Data under study
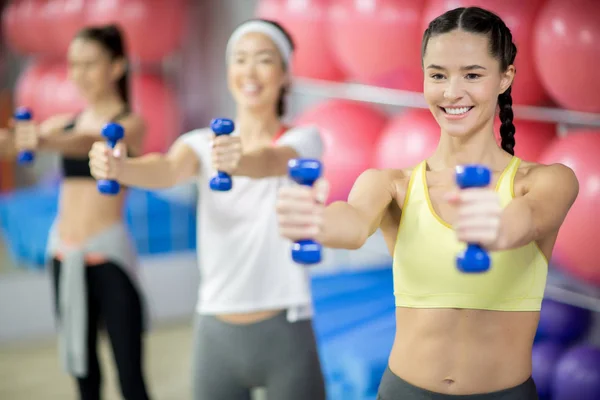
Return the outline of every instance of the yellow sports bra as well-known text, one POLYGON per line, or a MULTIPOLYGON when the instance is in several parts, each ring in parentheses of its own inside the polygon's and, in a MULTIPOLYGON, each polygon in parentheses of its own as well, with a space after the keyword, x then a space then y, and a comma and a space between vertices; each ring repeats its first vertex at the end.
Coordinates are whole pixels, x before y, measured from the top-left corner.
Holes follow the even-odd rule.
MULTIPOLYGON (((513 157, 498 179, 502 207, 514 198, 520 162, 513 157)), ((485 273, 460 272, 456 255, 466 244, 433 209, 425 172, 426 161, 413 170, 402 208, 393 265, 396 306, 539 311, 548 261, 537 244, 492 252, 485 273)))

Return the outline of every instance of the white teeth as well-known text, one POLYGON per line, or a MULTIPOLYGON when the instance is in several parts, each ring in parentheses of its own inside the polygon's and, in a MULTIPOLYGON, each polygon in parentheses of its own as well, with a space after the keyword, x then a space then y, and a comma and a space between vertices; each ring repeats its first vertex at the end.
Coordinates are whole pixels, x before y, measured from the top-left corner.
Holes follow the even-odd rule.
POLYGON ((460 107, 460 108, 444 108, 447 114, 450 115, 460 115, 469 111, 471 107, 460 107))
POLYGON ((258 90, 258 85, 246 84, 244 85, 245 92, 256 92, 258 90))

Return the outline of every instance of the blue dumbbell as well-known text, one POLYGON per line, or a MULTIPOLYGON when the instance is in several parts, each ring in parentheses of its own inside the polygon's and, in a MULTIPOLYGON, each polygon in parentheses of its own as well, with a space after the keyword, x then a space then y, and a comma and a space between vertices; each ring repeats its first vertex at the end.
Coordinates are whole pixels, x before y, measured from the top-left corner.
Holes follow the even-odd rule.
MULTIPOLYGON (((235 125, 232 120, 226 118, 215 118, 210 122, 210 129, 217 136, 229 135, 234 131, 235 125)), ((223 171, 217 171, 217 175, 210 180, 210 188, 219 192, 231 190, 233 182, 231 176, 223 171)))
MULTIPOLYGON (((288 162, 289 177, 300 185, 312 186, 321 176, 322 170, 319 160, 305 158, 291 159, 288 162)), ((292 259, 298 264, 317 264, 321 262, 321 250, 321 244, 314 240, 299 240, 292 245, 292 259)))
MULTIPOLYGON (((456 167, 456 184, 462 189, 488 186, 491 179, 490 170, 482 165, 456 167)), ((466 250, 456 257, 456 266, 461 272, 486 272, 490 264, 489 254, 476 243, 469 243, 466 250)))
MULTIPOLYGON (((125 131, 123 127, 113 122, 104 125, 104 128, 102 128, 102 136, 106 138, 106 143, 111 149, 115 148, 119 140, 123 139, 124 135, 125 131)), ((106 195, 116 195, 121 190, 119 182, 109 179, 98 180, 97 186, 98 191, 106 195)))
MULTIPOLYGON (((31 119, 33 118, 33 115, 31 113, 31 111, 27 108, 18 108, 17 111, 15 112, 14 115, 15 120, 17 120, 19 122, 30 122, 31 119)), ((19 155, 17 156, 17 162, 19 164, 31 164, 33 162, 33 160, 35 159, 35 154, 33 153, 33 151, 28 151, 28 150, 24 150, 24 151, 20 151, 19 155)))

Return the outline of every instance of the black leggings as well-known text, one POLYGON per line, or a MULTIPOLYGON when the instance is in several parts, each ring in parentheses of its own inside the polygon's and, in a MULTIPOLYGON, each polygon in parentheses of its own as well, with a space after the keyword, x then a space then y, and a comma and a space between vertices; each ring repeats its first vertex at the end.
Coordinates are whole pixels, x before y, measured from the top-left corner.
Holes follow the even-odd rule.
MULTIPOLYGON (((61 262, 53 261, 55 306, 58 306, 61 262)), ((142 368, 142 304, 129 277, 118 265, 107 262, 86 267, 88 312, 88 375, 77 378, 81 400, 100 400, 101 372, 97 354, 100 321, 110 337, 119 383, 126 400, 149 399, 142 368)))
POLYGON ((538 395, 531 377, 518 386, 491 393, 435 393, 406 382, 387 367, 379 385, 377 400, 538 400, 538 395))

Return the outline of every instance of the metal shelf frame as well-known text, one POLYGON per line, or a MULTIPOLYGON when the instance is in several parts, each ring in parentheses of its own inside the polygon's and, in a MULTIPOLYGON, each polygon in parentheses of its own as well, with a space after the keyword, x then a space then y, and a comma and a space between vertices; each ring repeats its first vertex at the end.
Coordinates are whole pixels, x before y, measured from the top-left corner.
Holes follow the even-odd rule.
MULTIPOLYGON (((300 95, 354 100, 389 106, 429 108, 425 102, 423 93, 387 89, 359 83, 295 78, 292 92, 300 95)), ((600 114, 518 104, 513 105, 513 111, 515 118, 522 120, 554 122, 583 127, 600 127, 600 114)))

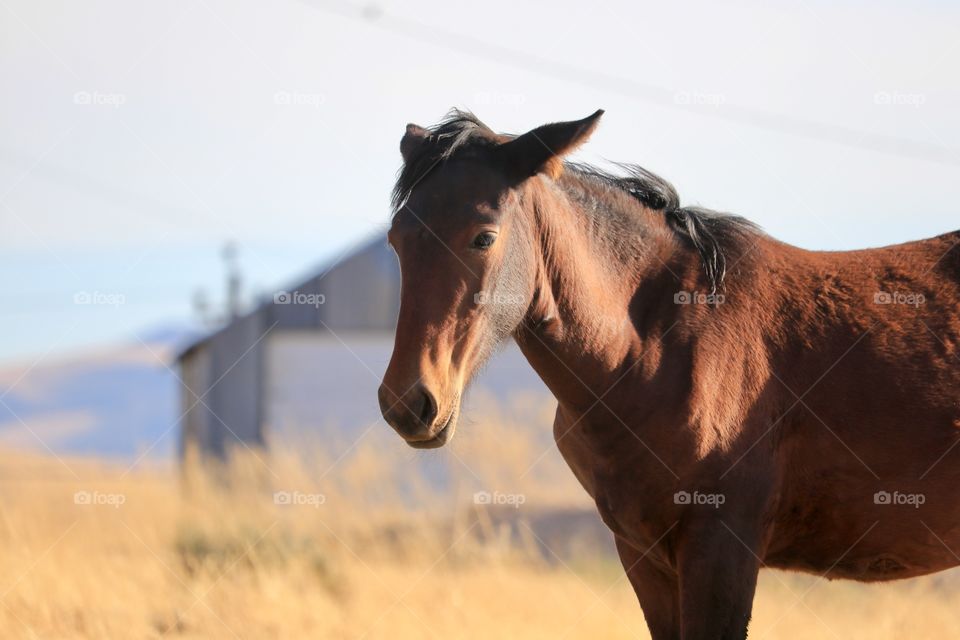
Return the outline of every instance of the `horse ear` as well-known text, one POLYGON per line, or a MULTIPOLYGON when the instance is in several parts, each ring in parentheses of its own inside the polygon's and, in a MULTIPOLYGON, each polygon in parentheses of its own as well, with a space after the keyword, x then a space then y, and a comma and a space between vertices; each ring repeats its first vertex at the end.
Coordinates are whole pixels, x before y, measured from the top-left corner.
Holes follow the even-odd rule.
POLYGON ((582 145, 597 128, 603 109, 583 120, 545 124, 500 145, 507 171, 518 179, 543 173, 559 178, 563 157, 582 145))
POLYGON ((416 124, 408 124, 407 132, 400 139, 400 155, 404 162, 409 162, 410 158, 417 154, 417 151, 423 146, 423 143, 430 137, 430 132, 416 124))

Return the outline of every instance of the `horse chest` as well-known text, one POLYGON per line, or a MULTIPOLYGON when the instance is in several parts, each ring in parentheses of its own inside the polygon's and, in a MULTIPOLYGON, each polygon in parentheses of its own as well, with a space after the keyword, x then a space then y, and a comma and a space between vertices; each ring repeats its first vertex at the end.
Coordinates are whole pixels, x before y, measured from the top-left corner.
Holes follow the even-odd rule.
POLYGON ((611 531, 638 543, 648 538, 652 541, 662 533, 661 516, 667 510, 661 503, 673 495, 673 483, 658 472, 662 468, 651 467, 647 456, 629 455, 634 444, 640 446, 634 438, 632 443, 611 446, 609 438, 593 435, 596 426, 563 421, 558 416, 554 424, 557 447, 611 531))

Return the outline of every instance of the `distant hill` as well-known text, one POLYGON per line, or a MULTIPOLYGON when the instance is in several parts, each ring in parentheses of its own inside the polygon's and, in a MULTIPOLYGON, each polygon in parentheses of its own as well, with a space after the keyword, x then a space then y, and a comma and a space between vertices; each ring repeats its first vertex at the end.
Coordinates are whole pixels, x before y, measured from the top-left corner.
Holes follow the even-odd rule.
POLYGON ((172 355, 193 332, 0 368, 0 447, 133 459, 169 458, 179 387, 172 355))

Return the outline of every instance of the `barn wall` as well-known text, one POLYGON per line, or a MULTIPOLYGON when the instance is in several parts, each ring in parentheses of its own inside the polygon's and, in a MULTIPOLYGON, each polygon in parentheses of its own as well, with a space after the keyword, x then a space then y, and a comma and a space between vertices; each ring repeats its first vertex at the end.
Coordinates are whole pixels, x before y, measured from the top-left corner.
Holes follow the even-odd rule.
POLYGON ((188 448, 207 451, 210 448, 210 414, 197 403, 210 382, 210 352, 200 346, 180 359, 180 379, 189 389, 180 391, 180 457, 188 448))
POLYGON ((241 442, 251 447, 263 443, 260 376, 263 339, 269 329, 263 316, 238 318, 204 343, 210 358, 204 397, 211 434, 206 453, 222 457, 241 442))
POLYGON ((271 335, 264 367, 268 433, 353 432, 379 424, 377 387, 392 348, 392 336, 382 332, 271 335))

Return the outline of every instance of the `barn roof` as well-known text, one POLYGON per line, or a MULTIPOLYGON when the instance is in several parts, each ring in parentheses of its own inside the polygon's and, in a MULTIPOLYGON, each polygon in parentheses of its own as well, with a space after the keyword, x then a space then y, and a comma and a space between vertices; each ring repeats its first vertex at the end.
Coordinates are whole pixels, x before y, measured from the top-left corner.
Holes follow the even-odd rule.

...

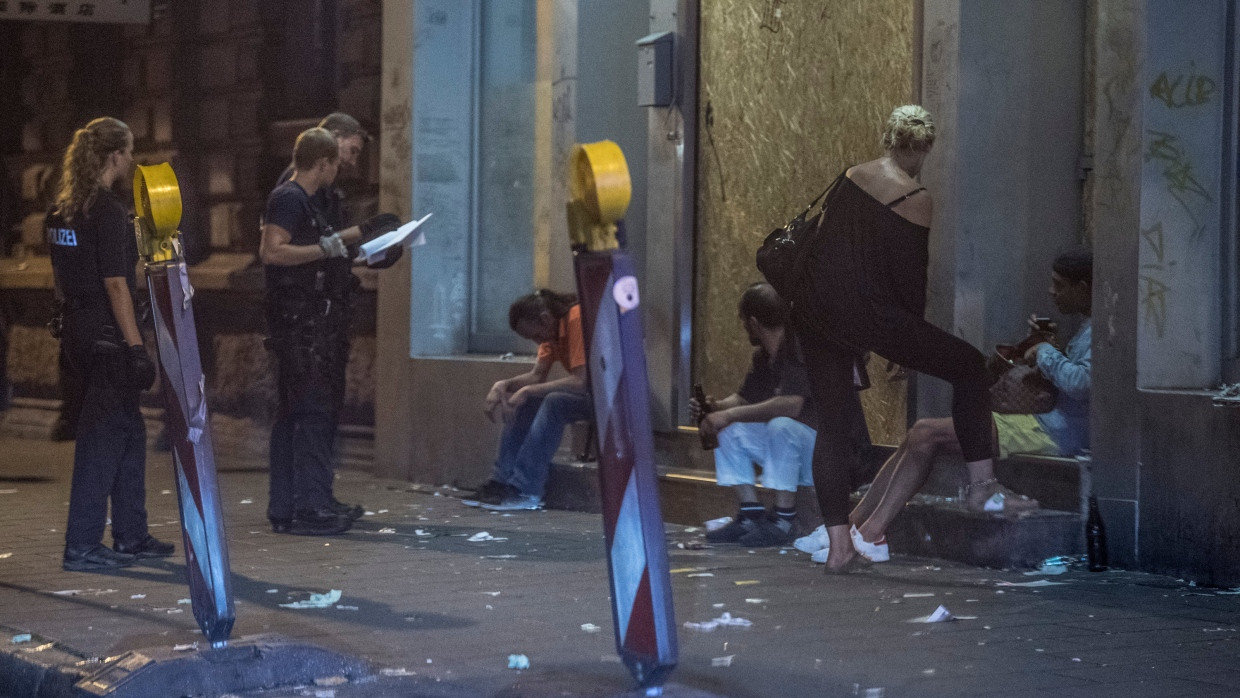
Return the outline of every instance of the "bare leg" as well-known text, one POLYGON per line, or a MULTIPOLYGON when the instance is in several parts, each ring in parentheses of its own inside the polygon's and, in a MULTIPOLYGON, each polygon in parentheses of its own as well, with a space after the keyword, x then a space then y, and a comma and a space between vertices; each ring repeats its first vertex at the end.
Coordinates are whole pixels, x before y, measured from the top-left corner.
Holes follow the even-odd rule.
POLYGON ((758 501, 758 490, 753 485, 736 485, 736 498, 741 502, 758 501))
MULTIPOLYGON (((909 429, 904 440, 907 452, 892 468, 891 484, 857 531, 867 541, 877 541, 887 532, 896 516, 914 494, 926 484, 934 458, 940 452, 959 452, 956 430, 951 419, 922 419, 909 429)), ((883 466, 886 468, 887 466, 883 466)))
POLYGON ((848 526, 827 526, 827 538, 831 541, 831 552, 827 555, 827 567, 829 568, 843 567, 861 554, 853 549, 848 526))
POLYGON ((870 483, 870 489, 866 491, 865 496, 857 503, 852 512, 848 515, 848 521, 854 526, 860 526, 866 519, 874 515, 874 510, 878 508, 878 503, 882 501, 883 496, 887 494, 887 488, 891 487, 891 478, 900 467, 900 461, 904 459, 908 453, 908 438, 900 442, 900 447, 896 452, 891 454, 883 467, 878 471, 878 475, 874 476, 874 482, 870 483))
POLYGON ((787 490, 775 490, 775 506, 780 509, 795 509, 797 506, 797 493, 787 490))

...

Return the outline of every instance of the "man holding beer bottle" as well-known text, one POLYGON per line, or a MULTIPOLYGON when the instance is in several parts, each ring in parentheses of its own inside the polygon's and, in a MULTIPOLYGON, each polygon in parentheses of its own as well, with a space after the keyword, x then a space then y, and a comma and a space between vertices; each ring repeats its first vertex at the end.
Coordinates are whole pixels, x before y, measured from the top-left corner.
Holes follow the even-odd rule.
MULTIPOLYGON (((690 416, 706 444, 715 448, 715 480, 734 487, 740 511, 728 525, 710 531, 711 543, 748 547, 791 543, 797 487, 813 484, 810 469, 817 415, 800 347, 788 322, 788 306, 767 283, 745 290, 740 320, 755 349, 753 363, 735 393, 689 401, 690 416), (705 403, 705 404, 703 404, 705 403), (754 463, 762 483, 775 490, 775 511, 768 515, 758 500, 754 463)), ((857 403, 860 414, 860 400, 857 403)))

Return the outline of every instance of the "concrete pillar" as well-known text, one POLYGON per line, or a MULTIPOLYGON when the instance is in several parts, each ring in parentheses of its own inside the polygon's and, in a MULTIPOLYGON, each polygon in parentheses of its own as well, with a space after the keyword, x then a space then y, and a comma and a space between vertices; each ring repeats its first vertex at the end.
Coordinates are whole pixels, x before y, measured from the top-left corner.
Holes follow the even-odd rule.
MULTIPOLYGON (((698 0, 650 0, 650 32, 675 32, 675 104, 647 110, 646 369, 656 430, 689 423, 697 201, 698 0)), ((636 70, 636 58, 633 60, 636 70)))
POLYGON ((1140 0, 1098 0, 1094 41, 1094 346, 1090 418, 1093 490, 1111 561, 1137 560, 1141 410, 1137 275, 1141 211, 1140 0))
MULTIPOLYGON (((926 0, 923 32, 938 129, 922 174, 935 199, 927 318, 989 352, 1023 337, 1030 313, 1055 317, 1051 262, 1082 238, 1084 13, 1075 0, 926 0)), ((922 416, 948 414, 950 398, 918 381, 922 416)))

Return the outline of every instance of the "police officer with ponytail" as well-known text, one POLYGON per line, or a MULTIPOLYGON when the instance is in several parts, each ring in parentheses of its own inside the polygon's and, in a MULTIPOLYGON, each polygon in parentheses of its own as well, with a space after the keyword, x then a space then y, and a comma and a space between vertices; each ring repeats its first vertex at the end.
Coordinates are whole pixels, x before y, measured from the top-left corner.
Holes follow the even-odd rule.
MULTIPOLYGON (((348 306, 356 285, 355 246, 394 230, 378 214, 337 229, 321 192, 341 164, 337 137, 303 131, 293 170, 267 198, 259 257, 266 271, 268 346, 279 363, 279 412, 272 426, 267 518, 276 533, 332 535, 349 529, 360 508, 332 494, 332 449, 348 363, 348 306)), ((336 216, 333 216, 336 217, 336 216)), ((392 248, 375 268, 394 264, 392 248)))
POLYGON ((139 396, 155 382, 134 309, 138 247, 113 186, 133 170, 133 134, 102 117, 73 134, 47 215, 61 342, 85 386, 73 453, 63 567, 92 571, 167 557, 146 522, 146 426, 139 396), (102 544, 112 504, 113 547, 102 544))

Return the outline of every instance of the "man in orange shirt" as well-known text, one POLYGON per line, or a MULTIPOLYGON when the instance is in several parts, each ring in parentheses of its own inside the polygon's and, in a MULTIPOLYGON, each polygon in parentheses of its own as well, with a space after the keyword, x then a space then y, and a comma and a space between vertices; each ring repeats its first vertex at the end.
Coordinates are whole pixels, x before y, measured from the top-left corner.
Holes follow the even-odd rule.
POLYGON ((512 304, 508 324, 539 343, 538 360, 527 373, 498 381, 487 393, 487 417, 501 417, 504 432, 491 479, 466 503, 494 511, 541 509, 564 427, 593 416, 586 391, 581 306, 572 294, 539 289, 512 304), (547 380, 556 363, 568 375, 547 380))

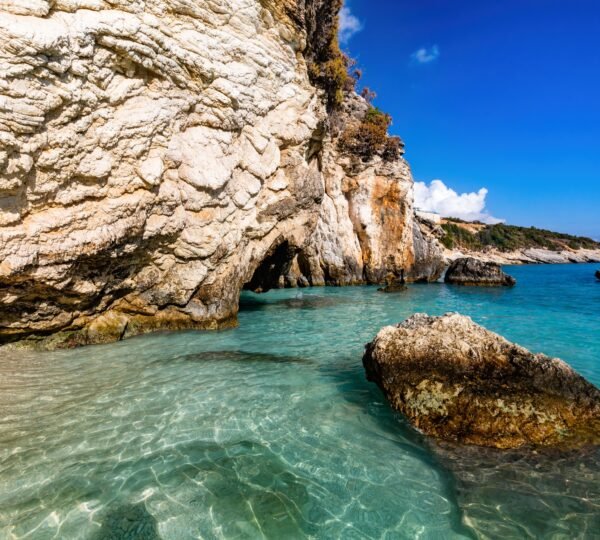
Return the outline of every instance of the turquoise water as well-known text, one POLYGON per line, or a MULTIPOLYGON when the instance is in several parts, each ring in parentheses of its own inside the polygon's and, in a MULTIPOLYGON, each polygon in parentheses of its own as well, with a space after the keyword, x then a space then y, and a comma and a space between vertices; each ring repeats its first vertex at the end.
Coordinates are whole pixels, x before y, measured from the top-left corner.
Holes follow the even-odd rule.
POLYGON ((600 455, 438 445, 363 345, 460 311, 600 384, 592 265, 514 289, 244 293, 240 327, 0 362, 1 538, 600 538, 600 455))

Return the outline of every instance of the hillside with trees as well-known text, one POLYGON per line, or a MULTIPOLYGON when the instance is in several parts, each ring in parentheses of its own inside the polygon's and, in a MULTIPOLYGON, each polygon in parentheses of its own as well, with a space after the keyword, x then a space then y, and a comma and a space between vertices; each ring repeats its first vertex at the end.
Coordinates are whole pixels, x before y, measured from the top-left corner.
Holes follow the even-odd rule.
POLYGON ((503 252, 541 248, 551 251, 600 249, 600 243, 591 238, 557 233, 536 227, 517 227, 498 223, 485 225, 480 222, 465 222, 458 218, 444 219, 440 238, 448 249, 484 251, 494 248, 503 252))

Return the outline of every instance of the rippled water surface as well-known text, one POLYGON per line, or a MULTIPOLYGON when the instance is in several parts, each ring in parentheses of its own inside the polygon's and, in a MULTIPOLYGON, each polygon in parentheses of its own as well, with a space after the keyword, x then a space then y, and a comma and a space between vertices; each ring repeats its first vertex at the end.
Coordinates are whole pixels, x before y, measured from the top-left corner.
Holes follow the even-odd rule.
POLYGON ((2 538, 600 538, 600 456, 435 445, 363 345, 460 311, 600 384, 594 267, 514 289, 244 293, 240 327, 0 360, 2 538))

Your objective
Check which lines of the entries hold the word "barn", then please give only how many there are.

Written reply
2